AIM OF THE TASK: This task calls for printing every entry exactly.

ENTRIES PROVIDED:
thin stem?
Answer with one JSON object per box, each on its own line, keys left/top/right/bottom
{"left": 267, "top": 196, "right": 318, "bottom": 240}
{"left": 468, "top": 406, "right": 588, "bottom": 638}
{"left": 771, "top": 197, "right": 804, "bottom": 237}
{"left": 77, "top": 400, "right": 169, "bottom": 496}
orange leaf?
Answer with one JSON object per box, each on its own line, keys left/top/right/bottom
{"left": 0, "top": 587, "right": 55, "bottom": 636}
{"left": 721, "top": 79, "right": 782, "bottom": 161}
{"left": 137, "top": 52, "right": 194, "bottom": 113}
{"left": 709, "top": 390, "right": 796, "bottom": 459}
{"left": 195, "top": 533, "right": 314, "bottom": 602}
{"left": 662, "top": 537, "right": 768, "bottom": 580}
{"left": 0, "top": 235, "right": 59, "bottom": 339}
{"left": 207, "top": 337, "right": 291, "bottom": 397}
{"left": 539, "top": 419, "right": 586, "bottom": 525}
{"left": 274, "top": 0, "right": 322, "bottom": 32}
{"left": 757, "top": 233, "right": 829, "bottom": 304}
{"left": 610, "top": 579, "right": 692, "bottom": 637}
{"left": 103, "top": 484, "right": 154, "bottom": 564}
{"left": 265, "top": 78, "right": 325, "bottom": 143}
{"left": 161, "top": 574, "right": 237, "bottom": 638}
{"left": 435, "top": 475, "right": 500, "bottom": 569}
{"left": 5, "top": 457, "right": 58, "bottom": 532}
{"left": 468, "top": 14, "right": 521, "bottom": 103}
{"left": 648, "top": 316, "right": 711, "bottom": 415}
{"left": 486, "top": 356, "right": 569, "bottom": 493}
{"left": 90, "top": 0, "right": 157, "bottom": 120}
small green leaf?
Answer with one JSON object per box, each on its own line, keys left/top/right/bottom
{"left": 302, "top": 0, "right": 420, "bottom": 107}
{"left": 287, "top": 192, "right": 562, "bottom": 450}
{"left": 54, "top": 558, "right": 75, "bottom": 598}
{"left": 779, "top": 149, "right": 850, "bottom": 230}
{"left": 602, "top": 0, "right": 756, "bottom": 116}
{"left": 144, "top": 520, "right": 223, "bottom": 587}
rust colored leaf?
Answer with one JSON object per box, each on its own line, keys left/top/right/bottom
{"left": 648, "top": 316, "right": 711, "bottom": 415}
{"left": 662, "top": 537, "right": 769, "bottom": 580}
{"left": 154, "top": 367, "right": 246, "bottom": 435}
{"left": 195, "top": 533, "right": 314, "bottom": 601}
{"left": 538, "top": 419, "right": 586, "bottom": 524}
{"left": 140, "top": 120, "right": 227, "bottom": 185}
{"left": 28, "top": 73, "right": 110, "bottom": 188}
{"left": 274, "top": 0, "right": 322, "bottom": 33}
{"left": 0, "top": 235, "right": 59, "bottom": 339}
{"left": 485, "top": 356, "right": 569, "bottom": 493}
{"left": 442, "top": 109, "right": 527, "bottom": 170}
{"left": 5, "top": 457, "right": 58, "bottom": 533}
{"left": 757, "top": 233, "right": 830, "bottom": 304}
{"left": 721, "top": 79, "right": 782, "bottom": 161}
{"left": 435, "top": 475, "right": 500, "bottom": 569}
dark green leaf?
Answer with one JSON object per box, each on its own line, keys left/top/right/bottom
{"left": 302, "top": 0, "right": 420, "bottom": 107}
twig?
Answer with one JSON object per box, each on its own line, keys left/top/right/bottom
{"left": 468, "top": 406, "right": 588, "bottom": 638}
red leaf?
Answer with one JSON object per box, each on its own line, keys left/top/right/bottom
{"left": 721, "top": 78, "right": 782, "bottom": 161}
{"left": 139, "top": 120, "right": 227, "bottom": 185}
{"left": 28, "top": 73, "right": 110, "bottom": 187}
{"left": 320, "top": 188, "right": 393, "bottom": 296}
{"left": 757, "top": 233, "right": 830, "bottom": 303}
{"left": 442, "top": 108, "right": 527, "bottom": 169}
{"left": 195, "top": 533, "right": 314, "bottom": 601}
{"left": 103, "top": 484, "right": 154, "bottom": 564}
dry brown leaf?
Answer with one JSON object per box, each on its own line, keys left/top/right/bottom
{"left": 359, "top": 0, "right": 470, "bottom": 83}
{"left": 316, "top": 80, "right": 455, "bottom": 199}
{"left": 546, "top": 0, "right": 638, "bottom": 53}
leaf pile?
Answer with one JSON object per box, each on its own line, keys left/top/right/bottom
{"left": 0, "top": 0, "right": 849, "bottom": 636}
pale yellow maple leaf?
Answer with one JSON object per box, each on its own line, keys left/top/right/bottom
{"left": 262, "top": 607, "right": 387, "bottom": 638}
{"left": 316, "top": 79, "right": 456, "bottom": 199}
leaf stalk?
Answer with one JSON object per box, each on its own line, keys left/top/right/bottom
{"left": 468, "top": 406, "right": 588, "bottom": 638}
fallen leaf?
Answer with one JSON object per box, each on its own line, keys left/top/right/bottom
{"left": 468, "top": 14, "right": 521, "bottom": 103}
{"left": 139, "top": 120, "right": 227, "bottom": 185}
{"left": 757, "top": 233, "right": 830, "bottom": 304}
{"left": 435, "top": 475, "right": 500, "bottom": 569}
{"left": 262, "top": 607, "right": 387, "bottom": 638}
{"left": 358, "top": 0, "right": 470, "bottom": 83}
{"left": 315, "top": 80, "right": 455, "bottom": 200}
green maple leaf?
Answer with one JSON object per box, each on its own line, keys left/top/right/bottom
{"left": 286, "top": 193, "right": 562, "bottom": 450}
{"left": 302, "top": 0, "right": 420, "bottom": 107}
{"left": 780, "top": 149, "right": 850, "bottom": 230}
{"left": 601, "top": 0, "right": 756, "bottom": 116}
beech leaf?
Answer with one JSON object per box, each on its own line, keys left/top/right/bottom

TASK RESPONSE:
thin stem?
Answer with one JSON object per box, each on its own line, keys left/top/right/bottom
{"left": 267, "top": 196, "right": 318, "bottom": 240}
{"left": 468, "top": 406, "right": 588, "bottom": 638}
{"left": 771, "top": 197, "right": 804, "bottom": 237}
{"left": 77, "top": 400, "right": 169, "bottom": 496}
orange leaf?
Answer with one JSON object per box, each on its own line, keys left/top/right/bottom
{"left": 0, "top": 587, "right": 55, "bottom": 636}
{"left": 721, "top": 79, "right": 782, "bottom": 161}
{"left": 137, "top": 52, "right": 194, "bottom": 113}
{"left": 709, "top": 390, "right": 796, "bottom": 459}
{"left": 195, "top": 533, "right": 314, "bottom": 602}
{"left": 662, "top": 537, "right": 768, "bottom": 580}
{"left": 0, "top": 235, "right": 59, "bottom": 339}
{"left": 207, "top": 337, "right": 291, "bottom": 397}
{"left": 539, "top": 419, "right": 586, "bottom": 525}
{"left": 274, "top": 0, "right": 322, "bottom": 32}
{"left": 757, "top": 233, "right": 829, "bottom": 304}
{"left": 610, "top": 579, "right": 692, "bottom": 637}
{"left": 103, "top": 484, "right": 154, "bottom": 564}
{"left": 265, "top": 78, "right": 325, "bottom": 143}
{"left": 161, "top": 574, "right": 237, "bottom": 638}
{"left": 435, "top": 475, "right": 500, "bottom": 569}
{"left": 5, "top": 457, "right": 58, "bottom": 532}
{"left": 468, "top": 14, "right": 521, "bottom": 103}
{"left": 648, "top": 316, "right": 711, "bottom": 415}
{"left": 486, "top": 356, "right": 569, "bottom": 493}
{"left": 90, "top": 0, "right": 157, "bottom": 120}
small green leaf?
Answer with one JSON object per box, each on its own line, keys left/top/right/bottom
{"left": 302, "top": 0, "right": 420, "bottom": 107}
{"left": 287, "top": 192, "right": 562, "bottom": 450}
{"left": 54, "top": 558, "right": 75, "bottom": 598}
{"left": 779, "top": 149, "right": 850, "bottom": 230}
{"left": 602, "top": 0, "right": 756, "bottom": 116}
{"left": 144, "top": 520, "right": 223, "bottom": 587}
rust colored leaf?
Answer with one JSON object per box, each on its own line, keys left/top/right/bottom
{"left": 648, "top": 316, "right": 711, "bottom": 415}
{"left": 662, "top": 537, "right": 769, "bottom": 580}
{"left": 154, "top": 367, "right": 246, "bottom": 435}
{"left": 195, "top": 533, "right": 314, "bottom": 601}
{"left": 538, "top": 419, "right": 586, "bottom": 524}
{"left": 140, "top": 120, "right": 227, "bottom": 185}
{"left": 28, "top": 73, "right": 110, "bottom": 188}
{"left": 274, "top": 0, "right": 322, "bottom": 33}
{"left": 0, "top": 235, "right": 59, "bottom": 339}
{"left": 485, "top": 356, "right": 569, "bottom": 493}
{"left": 442, "top": 109, "right": 527, "bottom": 170}
{"left": 5, "top": 457, "right": 58, "bottom": 533}
{"left": 757, "top": 233, "right": 830, "bottom": 304}
{"left": 721, "top": 79, "right": 782, "bottom": 161}
{"left": 435, "top": 475, "right": 500, "bottom": 569}
dark green leaf?
Answer with one JSON object per box, each on its own line, keys left/top/right/bottom
{"left": 302, "top": 0, "right": 420, "bottom": 107}
twig?
Answer with one JSON object per box, each on its own line, keys left/top/right/bottom
{"left": 468, "top": 406, "right": 588, "bottom": 638}
red leaf?
Answer with one JSON object per box, each on its own line, keys left/top/right/bottom
{"left": 721, "top": 78, "right": 782, "bottom": 161}
{"left": 139, "top": 120, "right": 227, "bottom": 185}
{"left": 28, "top": 73, "right": 110, "bottom": 187}
{"left": 320, "top": 188, "right": 393, "bottom": 296}
{"left": 757, "top": 233, "right": 830, "bottom": 303}
{"left": 442, "top": 108, "right": 527, "bottom": 169}
{"left": 195, "top": 533, "right": 314, "bottom": 601}
{"left": 103, "top": 484, "right": 154, "bottom": 564}
dry brown leaf?
Answer with one JSON object per box, each on its own line, keys left/top/right/bottom
{"left": 359, "top": 0, "right": 470, "bottom": 83}
{"left": 316, "top": 80, "right": 455, "bottom": 199}
{"left": 546, "top": 0, "right": 638, "bottom": 53}
leaf pile?
Answer with one JSON object per box, each on its own line, keys left/top/right/bottom
{"left": 0, "top": 0, "right": 849, "bottom": 636}
pale yellow maple leaf?
Answer with one JSON object per box, each on its own line, keys left/top/right/bottom
{"left": 262, "top": 607, "right": 387, "bottom": 638}
{"left": 316, "top": 79, "right": 456, "bottom": 199}
leaf stalk?
Answer with one JSON object per box, each on its own line, keys left/top/right/bottom
{"left": 468, "top": 406, "right": 588, "bottom": 638}
fallen leaf?
Answer with one JSON object per box, each on its own line, keys left/top/right/bottom
{"left": 468, "top": 14, "right": 521, "bottom": 103}
{"left": 139, "top": 120, "right": 227, "bottom": 185}
{"left": 757, "top": 233, "right": 830, "bottom": 304}
{"left": 435, "top": 475, "right": 500, "bottom": 569}
{"left": 262, "top": 607, "right": 387, "bottom": 638}
{"left": 358, "top": 0, "right": 470, "bottom": 83}
{"left": 315, "top": 80, "right": 455, "bottom": 200}
green maple leaf?
Answer with one JSON object per box, each on its own line, keys left/top/right/bottom
{"left": 286, "top": 193, "right": 562, "bottom": 450}
{"left": 302, "top": 0, "right": 420, "bottom": 107}
{"left": 780, "top": 149, "right": 850, "bottom": 230}
{"left": 601, "top": 0, "right": 756, "bottom": 116}
beech leaf?
Answer with one JSON object per box, each on its own line, keys left/top/right/bottom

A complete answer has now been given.